THE TASK:
The lines from the start of the records through the one containing "# sample body: [(20, 247)]" are to be transcribed exactly, and nothing else.

....

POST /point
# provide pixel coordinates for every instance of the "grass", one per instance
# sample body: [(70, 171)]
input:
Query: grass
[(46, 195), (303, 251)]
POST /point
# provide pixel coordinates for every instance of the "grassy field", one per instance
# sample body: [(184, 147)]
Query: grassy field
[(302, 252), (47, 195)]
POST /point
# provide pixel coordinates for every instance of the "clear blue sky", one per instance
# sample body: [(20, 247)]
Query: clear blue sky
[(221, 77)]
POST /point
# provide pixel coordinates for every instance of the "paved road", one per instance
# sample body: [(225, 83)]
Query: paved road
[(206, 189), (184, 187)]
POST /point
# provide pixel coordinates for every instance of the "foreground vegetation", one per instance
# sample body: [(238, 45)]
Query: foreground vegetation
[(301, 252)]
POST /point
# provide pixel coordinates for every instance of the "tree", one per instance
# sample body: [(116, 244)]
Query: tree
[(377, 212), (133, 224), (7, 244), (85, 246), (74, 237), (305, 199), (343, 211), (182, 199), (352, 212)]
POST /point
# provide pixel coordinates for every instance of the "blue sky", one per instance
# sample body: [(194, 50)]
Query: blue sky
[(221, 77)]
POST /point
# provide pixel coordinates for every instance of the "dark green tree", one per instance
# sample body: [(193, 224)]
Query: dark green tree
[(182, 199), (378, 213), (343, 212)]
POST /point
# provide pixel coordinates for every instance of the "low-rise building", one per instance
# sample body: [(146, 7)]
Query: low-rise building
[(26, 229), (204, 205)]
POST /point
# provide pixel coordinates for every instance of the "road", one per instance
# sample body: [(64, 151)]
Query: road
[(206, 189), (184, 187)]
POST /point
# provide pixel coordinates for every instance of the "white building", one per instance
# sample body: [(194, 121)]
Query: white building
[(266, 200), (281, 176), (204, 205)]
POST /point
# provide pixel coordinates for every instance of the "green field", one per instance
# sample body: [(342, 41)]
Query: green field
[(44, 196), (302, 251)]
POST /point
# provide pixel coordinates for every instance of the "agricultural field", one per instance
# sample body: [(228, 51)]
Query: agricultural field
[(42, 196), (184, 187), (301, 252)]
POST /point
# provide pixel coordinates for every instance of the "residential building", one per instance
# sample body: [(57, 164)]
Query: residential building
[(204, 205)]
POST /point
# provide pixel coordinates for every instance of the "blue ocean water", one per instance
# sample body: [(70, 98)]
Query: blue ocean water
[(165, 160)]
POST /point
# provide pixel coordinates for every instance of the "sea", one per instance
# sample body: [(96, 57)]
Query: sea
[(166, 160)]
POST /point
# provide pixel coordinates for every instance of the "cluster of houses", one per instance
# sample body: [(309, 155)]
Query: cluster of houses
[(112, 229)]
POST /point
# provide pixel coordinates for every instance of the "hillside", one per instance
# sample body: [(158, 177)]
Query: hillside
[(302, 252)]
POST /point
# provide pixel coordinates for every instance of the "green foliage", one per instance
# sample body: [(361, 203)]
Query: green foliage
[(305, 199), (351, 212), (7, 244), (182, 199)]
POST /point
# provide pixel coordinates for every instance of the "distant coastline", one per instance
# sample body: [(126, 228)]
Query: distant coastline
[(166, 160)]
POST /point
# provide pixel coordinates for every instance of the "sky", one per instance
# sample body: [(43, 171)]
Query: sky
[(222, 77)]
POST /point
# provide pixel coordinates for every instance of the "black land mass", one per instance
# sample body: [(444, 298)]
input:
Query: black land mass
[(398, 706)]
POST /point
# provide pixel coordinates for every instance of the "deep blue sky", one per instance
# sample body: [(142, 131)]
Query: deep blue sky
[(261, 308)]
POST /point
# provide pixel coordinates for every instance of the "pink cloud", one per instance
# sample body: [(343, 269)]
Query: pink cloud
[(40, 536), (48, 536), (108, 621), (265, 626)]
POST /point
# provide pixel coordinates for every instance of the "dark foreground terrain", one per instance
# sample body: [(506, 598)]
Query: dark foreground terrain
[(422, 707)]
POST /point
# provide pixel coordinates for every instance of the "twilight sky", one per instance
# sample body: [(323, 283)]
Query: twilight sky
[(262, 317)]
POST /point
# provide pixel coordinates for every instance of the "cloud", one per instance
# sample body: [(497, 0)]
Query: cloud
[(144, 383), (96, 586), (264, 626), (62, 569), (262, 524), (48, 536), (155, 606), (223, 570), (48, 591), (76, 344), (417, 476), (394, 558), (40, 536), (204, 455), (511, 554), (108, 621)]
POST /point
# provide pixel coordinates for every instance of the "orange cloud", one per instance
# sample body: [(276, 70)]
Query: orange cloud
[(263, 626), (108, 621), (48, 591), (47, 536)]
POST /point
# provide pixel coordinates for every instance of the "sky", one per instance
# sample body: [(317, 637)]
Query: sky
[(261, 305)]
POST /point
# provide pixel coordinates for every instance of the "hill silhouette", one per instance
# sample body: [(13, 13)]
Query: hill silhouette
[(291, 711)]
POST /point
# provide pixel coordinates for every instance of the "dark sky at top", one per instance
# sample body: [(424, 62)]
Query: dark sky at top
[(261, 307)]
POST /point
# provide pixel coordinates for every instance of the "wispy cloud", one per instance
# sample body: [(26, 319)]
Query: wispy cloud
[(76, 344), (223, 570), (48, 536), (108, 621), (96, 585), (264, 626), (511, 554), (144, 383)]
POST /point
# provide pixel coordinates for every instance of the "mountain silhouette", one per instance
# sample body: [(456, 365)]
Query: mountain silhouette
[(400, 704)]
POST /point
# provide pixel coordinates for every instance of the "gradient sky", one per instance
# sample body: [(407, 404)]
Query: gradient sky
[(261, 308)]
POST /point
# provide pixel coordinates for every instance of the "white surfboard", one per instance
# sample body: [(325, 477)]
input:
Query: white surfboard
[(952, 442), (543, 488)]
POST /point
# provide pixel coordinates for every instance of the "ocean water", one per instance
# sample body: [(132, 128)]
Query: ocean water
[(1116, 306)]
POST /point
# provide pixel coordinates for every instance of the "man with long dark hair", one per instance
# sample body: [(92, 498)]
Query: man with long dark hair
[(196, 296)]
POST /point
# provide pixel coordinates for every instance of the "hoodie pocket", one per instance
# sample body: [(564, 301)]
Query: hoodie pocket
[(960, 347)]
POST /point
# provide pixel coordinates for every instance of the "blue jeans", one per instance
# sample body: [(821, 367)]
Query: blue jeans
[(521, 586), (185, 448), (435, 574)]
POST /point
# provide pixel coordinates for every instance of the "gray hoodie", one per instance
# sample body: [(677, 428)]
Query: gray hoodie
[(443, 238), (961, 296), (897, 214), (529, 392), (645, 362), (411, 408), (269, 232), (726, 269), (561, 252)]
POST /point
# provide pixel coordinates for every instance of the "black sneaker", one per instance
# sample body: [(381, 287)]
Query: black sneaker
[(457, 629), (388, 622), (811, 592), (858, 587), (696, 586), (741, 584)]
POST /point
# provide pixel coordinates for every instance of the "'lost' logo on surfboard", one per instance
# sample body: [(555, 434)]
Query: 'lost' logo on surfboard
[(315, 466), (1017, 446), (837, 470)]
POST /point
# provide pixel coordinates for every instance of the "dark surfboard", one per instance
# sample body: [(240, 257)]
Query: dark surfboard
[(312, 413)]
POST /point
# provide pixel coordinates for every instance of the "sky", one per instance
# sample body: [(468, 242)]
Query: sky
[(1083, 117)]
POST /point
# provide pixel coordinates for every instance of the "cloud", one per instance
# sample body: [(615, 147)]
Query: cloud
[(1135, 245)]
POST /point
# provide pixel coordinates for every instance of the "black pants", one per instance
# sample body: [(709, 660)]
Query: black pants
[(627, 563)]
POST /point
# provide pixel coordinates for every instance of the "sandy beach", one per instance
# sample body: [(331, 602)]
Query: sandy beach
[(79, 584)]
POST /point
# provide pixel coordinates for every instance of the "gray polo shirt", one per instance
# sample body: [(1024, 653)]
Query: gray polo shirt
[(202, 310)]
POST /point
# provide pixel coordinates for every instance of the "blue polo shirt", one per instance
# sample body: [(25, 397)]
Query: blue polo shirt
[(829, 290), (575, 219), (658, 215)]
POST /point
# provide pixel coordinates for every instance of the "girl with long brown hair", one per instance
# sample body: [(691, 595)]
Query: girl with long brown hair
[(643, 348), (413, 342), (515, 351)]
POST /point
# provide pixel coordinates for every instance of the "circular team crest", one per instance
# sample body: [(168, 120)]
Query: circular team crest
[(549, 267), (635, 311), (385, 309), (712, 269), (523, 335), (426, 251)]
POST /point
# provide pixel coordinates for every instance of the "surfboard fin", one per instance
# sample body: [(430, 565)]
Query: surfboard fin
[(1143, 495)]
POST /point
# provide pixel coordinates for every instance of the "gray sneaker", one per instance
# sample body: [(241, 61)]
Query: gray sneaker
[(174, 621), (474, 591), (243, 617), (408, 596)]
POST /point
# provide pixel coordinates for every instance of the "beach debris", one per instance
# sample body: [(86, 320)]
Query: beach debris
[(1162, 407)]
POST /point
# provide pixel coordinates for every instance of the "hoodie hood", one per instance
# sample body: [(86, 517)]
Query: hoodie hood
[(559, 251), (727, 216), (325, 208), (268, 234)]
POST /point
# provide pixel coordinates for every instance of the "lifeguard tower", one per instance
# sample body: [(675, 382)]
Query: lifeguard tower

....

SOLVED PROBLEM:
POST /point
# provide pixel coordinates for every instance of the "grass", one per instance
# sample body: [(70, 171)]
input:
Query: grass
[(46, 195), (303, 251)]
POST /point
# provide pixel coordinates for every instance of the "grassy field", one per instance
# sample body: [(184, 147)]
Query: grassy field
[(302, 252), (47, 195)]
POST /point
# provide pixel coordinates for every instance of the "clear blue sky", one per instance
# sample body: [(20, 247)]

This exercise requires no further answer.